Objectives:
A – In the blog posts on parenting and budgeting, which two things does the writer advise every family to budget?
B – Extend the blog posts on parenting and budgeting, picking up from the point where they stop.

Provided passage:
#####
Friday, December 4, 2015

Being a Parent

In class this week we discussed a lot in regards to parenting. Two of the most common ways people parent is either through rewards or punishments. However we discussed how provided our children with consequences is a lot healthier than rewards or punishments. Consequences can be good or bad and are discussed and agreed upon with the children before things are set into action. Consequences is the way the Lord teaches us. The best example of a parent.

We also discussed how to confront our children, first a pure request. Through this we are giving our children opportunities to learn and grow. A polite request helps provide them with direction, and an opportunity to do the request on their own. Next we provide an I statement, for example:
When you..
I feel..
Because..
I would like..
of course there will be times that we have to provide them with a firmer statement. But when we give our children respect they will then be able to treat others with respect as well. Our communication skills with them will effect the way they are able to communicate with others around them. One of the most important things we can teach our children is how to be assertive and forgiving. A hard combination but this model of of pure request, i statement and firmer request helps us to do so.

The best thing we can do is to remember our children are not only our children but children of God. Through prayer we can figure out the best routes to take for our family.

Tuesday, November 24, 2015

Budgeting

Today in class we discussed about the benefits and drawbacks of having a two parent household.
I know there a lot of studies that show why it is important to have a mother in the home. I strongly believe that will be beneficial in a family setting. However, I do understand and realize that, that does not always seem achievable. 

In fact, I come from a family where once both children were in school my parents both had jobs. I honestly do not feel that I was at a disadvantage at all. I am thankful to have had a mother who took care of me and my sister when we were young. I am thankful that I also had a mother who worked as well. I am thankful for my father’s willingness to serve this beautiful country. That being said, I think your decision of who is going to work and who is not, or when you will work or take time off is strictly between you, your spouse, and the Lord. 

I would take this time to advise you though that no matter what you do whether both people are in the work force or one individual is working you find a way to budget two things. 

1. Budget your money,
Make sure that you have an account of where your money is going. Make sure you are aware of your spending habits. In doing so find a way to set aside money for certain things every month. Along with that I would advise you to do what you can to start some type of savings account.

2. Budget your time,
Working can take a toll on the family, time away from the family even for beneficial things such and work or learning at school can become detrimental to the family unit. Make sure that you are still taking time to develop those family roles. Also the cultivate those relationships as a unit and as sub-units.

In order to get by in this world, we must have a job. However, do not forget that in order to enter the celestial kingdom we must be sealed. What a shame it would be if we spent our whole lives working and did not take the time to cultivate loving, lasting relationships. God loves you. I love you!
#####
Source material:
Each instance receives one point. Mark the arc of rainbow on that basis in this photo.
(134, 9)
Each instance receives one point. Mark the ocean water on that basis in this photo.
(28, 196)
#####
The results:
A – Money and time.

B –
Pray Always xoxo


Saturday, November 21, 2015

Fulfilling and Strethening your Role in Communication

This week was about communication! How important is communication and learning how to properly counsel our loved ones and those we come into contact with. In this section there was an amazing talk by M Russell Ballard called Strength in Counsel.
This talk was broken up into 5 different ways to help you fulfill your parental responsibilities.
The first, is focusing on fundamentals. We all have fundamentals that we live by whether religious or not. However since I am religious I am going to go from a religious stand point. Studying the teachings or the prophets and scriptures and focusing on those things is important. We need to learn to teach from basic fundamentals instead of the gospel according to me. This is important when teaching or children or even planning lessons.
Second, focus on people, do what you can to plan your schedule around other people schedules. I think this is also important to focus on the people because the way you talk to your 2 year old is going to be different than the way you communicate with your husband or wife. Be aware of who you are talking to and learn the best ways an times to communicate with them.
Third, promote openness and free expression. One big part of communication is also listening. Being anxiously engaged in what other people have to say so that they can share freely with you. Building your home to be a loving environment that anything can be discussed will help you to build stronger bonds as a family. Along with that matters can be discussed and handled in the home instead of people feeling they have to seek out love or guidance elsewhere.
Fourth, participation is a privilege make sure your family members see that the participation you add to these conversations or advice you are passionate about. This will help you to be an outstanding advocate in society, in the church, with your family and will help your children to learn to speak up and do the same in their lives in all different types of places or situations.
Fifth, lead with love. The number one thing we can remember is the last step. We come to this earth to become closer to our Father and brother, Jesus Christ. The best way we can do this is to implement love into everything we do. If we genuinely love or even try to love those around is we can begun to communicate, listen and build strong relationships that will build us up as well as those around us.

I'm going to leave a link to the talk at the bottom, feel free to check it out!

xoxo

https://www.lds.org/general-conference/1993/10/strength-in-counsel?lang=eng

Monday, November 16, 2015

ABCs of Crisis

Sometimes we view stressors as very negative experiences. Especially stressors that take place in a family unit. However many things we consider stressors, especially in the family unit can be good things. Such a a child being born, or a new job starting, moving into a new house. However there are definitely more negative stressors such as the death of a loved one.

What can we do as individuals and families to make these stressors more bearable or dare I say even valuable. Most of these times we consider we are going through some type of crisis. However, I learned something very beautiful the characters for crisis in Chinese break up into two different parts; danger and opportunity.

Stress and crisis have the opportunity to cause lots of danger and break us down, but! They also can be a growing point. Crisis can enable us to gain humility, to grow closer to our families, grow closer to God, help us to be more understanding. So sometimes these situations that may seem dark and grim or maybe they really are dark situations can be turned around based on communication and attitudes with in the family.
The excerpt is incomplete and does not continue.